Data section
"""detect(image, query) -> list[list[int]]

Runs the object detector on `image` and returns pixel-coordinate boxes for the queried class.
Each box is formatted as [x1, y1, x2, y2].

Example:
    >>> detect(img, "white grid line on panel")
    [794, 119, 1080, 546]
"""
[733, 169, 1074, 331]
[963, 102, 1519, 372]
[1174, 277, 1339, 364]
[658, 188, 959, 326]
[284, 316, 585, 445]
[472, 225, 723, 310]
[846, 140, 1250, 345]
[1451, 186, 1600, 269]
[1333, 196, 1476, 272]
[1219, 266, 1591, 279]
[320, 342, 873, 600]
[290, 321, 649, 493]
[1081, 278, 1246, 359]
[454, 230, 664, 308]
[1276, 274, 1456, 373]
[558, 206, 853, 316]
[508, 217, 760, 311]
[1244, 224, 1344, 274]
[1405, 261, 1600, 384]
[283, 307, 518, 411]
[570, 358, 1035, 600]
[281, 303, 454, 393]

Assigned task
Write the entries out once more, exactly as they were given.

Solution for this problem
"""detect(image, query) -> list[list[int]]

Runs the object detector on `image` and returns pixel-coordinate boxes for the queried class.
Each box is formatted as [x1, y1, x2, y2].

Example:
    >>> detect(img, "white grid line on panel")
    [794, 119, 1080, 546]
"""
[733, 169, 1074, 331]
[963, 102, 1519, 372]
[1174, 277, 1339, 364]
[658, 188, 959, 326]
[284, 316, 585, 445]
[472, 225, 723, 310]
[846, 140, 1250, 345]
[1451, 186, 1600, 269]
[1333, 196, 1476, 272]
[1219, 266, 1591, 279]
[320, 342, 873, 600]
[290, 321, 649, 493]
[1081, 278, 1246, 359]
[454, 230, 664, 308]
[1276, 274, 1456, 373]
[558, 206, 853, 316]
[508, 217, 760, 311]
[1244, 224, 1344, 274]
[1405, 261, 1600, 384]
[283, 307, 518, 411]
[570, 358, 1035, 600]
[281, 303, 454, 393]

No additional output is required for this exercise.